▸ PROBLEM TO WORK ON
Count the lines of the material below that contain the word "sweater", and give only that number.

▸ RECORDED INFORMATION
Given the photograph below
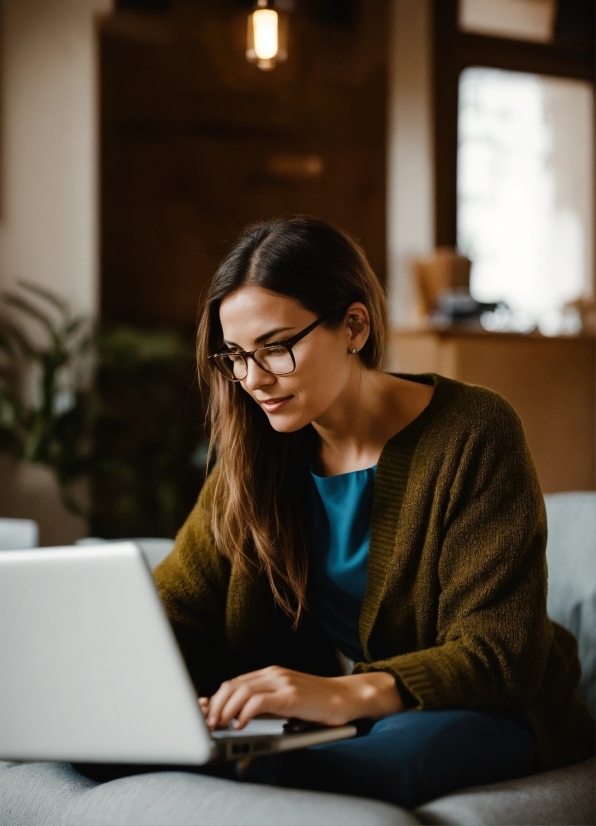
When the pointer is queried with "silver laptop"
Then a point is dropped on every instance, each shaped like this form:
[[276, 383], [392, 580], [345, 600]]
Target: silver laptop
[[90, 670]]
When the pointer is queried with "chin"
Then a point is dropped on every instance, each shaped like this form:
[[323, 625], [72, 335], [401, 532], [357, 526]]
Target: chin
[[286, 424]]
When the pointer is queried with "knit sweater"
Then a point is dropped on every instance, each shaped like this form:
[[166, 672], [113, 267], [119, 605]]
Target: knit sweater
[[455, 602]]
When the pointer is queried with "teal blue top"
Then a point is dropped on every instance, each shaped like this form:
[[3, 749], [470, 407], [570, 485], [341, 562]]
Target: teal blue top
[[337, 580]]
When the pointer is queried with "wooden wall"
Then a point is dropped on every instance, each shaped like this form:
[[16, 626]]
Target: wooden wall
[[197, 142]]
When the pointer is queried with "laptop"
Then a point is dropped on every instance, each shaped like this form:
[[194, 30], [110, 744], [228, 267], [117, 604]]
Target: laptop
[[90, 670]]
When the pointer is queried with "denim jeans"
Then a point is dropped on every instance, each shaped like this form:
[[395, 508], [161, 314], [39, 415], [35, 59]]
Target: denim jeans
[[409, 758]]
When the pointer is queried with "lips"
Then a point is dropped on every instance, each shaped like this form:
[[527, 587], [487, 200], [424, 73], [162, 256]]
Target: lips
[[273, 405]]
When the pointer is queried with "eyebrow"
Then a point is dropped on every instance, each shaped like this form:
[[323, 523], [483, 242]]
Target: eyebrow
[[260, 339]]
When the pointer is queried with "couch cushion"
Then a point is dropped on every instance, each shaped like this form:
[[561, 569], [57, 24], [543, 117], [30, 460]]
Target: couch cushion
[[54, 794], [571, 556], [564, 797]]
* * *
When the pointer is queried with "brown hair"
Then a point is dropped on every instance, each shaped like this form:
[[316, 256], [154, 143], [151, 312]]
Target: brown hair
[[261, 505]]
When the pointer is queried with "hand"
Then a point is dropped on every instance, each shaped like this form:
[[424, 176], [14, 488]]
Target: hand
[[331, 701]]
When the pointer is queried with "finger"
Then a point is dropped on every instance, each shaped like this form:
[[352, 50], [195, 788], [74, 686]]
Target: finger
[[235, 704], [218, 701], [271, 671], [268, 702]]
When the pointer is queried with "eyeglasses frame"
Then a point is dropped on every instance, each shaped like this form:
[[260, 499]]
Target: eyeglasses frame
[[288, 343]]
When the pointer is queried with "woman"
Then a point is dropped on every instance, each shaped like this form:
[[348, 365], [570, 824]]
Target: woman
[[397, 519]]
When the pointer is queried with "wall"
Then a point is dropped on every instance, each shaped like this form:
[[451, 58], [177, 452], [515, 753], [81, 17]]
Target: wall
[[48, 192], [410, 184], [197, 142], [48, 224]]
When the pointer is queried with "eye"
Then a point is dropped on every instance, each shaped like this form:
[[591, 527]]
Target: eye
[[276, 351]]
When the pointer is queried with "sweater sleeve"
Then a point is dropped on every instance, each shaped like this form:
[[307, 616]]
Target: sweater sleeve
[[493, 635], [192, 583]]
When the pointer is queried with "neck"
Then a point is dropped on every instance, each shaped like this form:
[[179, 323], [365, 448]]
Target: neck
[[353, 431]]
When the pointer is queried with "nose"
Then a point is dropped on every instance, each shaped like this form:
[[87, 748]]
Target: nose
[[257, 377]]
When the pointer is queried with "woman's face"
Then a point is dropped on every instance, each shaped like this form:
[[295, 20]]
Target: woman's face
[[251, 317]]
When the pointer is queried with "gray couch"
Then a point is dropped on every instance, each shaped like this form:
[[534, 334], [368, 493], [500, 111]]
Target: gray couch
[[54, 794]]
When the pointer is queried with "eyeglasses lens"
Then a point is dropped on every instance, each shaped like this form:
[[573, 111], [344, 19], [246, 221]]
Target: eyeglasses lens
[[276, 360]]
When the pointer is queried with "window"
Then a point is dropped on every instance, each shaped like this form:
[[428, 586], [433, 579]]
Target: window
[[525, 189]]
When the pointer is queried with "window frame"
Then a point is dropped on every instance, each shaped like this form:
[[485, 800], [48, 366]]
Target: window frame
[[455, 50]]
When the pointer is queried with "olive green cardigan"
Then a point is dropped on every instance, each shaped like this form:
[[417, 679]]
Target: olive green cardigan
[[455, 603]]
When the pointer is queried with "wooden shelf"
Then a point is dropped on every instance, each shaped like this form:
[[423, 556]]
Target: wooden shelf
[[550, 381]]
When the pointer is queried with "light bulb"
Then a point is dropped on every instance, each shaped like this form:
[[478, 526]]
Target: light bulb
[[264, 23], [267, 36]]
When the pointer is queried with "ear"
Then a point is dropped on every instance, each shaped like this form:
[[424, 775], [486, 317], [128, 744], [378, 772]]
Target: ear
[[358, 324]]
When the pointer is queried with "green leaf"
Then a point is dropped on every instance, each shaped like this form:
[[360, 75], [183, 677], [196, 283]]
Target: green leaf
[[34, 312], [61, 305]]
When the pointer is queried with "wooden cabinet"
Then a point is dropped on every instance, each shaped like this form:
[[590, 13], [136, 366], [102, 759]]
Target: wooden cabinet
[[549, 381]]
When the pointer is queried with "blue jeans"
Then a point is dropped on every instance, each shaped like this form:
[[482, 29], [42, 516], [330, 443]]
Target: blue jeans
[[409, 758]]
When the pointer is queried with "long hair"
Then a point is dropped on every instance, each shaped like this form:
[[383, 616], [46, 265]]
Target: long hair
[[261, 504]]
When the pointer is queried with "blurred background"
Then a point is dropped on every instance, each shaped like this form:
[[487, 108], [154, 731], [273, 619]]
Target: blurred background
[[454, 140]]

▸ FULL ANSWER
4